The 4 stands for EINTR. The paddles database is used by teuthology to store test results and can be queried via HTTP. For instance:

curl --silent |
  jq '.[] | \
      select(.name | contains("upgrade:firefly-hammer-x")) | \
      select(.branch == "infernalis") | \
      select(.status | contains("finished")) \
      | .name' | \
  while read run ; do eval run=$run ; \
    curl --silent$run/jobs/ | \
      jq '.[] | "\(.name)/jobs/\(.job_id)/"' ; \
  done | \
  while read url ; do eval url=$url ; \
    curl --silent $url | \
      jq 'if((.description != null) and \
             (.description | contains("parallel")) and \
             (.success == true)) then "'$url'" else null end' ; \
  done | grep -v null

shows which successful jobs the upgrade:firefly-hammer-x suites run against the infernalis branch (the first jq expression) were involved in a parallel test (that is the name of a subdirectory of the suite). This was not sufficient to figure out the root cause of the problem because:

  • it only provides access to the last 100 runs
  • it does allow to grep the teuthology log file for a string

With the teuthology logs in the /a directory (it’s actually a 100TB CephFS mount half full), the following shell snippet can be used to find the upgrade tests that failed with the error -4 message in the logs.

for run in *2015-{07,08,09,10}*upgrade* ; do for job in $run/* ; do \
  test -d $job || continue ; \
  config=$job/config.yaml ;   test -f $config || continue ; \
  summary=$job/summary.yaml ; test -f $summary || continue ; \
  if shyaml get-value branch < $config | grep -q hammer && \
     shyaml get-value success < $summary | grep -qi false && \
     grep -q 'error -4' $job/teuthology.log  ; then
       echo $job ;
   fi ; \
done ; done

It looks for all upgrade runs, back to July 2015. shyaml is used to query the branch from the job configuration and only keep those targeting hammer. If the job failed (according to the success value found in the summary file), the error is looked up in the teuthology.log file. The first failed job is found early september:


It happened on a regular basis after that date but was only reported early October. The commits merged in the hammer branch around that time are displayed with:

git log --merges --since 2015-09-01 --until 2015-09-11 --format='%H' ceph/hammer | \
while read sha1 ; do \
  echo ; git log --format='** %aD "%s":' ${sha1}^1..${sha1} ; \
done | perl -p -e 'print "* \"PR $1\":$1\n" if(/Merge pull request #(\d+)/)'

It can be copy pasted in redmine issue. It turns out that a pull request merged September 6th was responsible for the failure.
------------
▶ [Given request] Please continue the passage on tracing the Ceph upgrade failure from its final sentence onward. The material has no connection to the passage on tracing the Ceph upgrade failure.

▶ [Given data]
------------
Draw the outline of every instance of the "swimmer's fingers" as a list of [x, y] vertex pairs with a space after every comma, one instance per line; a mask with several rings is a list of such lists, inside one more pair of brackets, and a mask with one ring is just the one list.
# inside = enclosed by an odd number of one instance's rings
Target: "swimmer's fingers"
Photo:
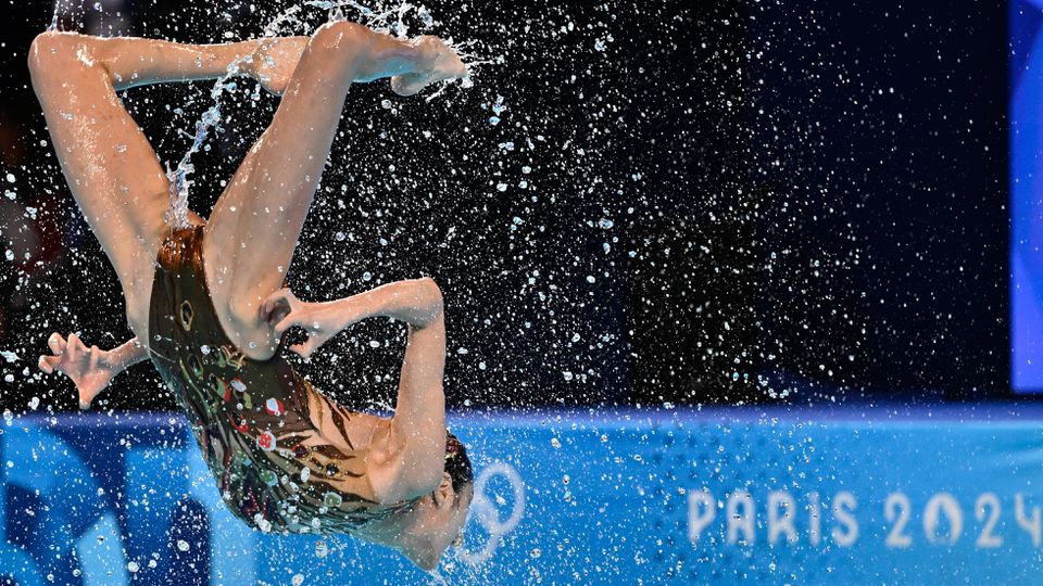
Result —
[[[300, 307], [300, 301], [289, 289], [280, 289], [261, 302], [261, 318], [268, 323], [278, 323], [288, 314], [292, 314]], [[281, 332], [279, 332], [281, 334]]]
[[293, 344], [290, 346], [290, 351], [299, 355], [301, 358], [310, 358], [312, 353], [318, 349], [318, 347], [325, 342], [326, 340], [324, 340], [322, 336], [313, 335], [305, 340], [302, 344]]
[[51, 349], [51, 354], [54, 356], [60, 356], [65, 352], [65, 339], [58, 332], [52, 333], [51, 336], [47, 339], [47, 347]]
[[65, 351], [68, 353], [70, 359], [76, 360], [80, 358], [84, 354], [90, 352], [87, 346], [84, 345], [84, 341], [79, 339], [76, 333], [68, 334], [68, 344], [65, 346]]
[[62, 358], [60, 356], [40, 356], [39, 361], [36, 364], [40, 370], [47, 372], [48, 374], [53, 374], [54, 369], [62, 364]]

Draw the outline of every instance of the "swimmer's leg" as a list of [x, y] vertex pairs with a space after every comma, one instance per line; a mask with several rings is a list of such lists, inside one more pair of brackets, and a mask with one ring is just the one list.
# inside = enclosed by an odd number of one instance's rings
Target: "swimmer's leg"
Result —
[[203, 241], [206, 279], [225, 331], [251, 358], [275, 352], [274, 332], [260, 316], [261, 302], [281, 285], [289, 268], [349, 86], [429, 73], [436, 58], [441, 66], [448, 49], [442, 44], [439, 50], [432, 39], [405, 42], [347, 22], [321, 27], [271, 126], [214, 206]]
[[247, 50], [243, 43], [183, 46], [54, 31], [39, 35], [29, 49], [33, 88], [59, 163], [120, 278], [130, 328], [141, 340], [169, 184], [116, 89], [217, 77]]

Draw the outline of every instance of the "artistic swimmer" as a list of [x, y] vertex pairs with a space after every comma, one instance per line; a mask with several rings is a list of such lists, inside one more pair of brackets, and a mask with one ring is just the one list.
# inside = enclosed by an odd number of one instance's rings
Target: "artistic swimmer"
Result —
[[[281, 95], [204, 221], [171, 225], [171, 184], [116, 91], [215, 79], [229, 64]], [[87, 408], [109, 381], [151, 358], [185, 410], [225, 504], [265, 532], [351, 534], [433, 569], [458, 543], [473, 472], [445, 430], [442, 297], [431, 279], [328, 303], [280, 289], [318, 186], [349, 86], [390, 77], [411, 95], [463, 77], [443, 41], [400, 40], [348, 22], [311, 37], [226, 44], [39, 35], [29, 50], [68, 187], [115, 268], [135, 339], [112, 351], [53, 334], [45, 372], [77, 385]], [[407, 345], [390, 419], [349, 412], [290, 366], [373, 316], [404, 321]]]

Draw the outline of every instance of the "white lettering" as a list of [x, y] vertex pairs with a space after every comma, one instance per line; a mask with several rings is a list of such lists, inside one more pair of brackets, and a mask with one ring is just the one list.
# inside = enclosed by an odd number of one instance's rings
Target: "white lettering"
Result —
[[[781, 507], [780, 507], [781, 506]], [[781, 510], [781, 514], [779, 509]], [[776, 544], [779, 540], [779, 534], [786, 534], [786, 540], [796, 543], [796, 527], [793, 526], [794, 509], [796, 501], [784, 491], [772, 491], [768, 493], [768, 543]]]
[[[739, 514], [739, 506], [742, 514]], [[753, 532], [753, 522], [756, 511], [753, 497], [745, 491], [737, 491], [728, 497], [728, 543], [739, 542], [739, 532], [743, 533], [743, 543], [753, 545], [756, 540]]]
[[855, 495], [847, 491], [841, 491], [833, 497], [833, 517], [837, 518], [842, 527], [833, 527], [831, 535], [837, 545], [841, 547], [851, 547], [858, 539], [858, 521], [854, 515], [857, 507], [858, 501], [855, 499]]
[[717, 517], [717, 501], [708, 491], [688, 493], [688, 539], [692, 545], [699, 543], [703, 530]]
------------
▶ [Exercise output]
On demand Ceph packages for teuthology

When a teuthology jobs install Ceph, it uses packages created by gitbuilder. These packages are built every time a branch is pushed to the official repository.

Contributors who do not have write access to the official repository, can either ask a developer with access to push a branch for them or setup a gitbuilder repository, using autobuild-ceph. Asking a developer is inconvenient because it takes time and also because it creates packages for every supported operating system, even when only one of them would be enough. In addition there often is a long wait queue because the gitbuilder of the sepia lab is very busy. Setting up a gitbuilder repository reduces wait time but it has proven to be too time and resources consuming for most contributors.

The buildpackages task can be used to resolve that problem and create the packages required for a particular job on demand. When added to a job that has an install task, it will:

  • always run before the install task regardless of its position in the list of tasks (see the buildpackages_prep function in the teuthology internal tasks for more information).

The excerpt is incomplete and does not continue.